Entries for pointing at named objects
begin

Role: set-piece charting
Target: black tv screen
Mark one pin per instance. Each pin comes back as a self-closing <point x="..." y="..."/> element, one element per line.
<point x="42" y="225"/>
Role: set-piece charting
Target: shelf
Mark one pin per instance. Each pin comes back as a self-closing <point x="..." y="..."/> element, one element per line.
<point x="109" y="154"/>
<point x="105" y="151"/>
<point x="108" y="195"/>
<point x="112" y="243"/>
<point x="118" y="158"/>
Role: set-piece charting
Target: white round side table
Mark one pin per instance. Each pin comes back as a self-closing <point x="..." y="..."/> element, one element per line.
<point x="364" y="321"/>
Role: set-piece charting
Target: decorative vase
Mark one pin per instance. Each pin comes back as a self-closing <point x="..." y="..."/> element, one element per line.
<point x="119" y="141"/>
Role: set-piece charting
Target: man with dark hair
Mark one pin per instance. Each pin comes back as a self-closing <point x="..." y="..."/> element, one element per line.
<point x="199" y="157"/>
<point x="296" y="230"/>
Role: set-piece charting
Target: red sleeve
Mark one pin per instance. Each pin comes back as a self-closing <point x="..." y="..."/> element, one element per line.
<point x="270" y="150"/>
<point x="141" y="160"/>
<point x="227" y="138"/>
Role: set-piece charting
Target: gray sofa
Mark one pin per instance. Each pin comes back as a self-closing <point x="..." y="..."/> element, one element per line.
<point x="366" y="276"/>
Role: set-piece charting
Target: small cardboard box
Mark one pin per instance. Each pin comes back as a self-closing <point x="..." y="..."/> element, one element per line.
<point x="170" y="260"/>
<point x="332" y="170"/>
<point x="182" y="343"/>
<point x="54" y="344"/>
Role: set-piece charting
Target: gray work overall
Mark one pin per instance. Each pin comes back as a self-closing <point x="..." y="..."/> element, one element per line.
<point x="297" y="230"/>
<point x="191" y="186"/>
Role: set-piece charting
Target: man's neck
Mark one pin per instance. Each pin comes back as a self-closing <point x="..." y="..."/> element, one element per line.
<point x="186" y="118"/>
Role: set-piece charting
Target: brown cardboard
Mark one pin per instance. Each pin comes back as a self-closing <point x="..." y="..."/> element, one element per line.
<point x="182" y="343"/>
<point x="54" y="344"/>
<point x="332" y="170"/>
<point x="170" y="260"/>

end

» THE EXERCISE:
Show every line of the entries above that contains the string "Target", copying each such line in full. The match is case-sensitive.

» EXPECTED OUTPUT:
Target: black tv screen
Target: shelf
Target: white round side table
Target: decorative vase
Target: man with dark hair
Target: red sleeve
Target: gray sofa
Target: small cardboard box
Target: gray work overall
Target: man's neck
Target: brown cardboard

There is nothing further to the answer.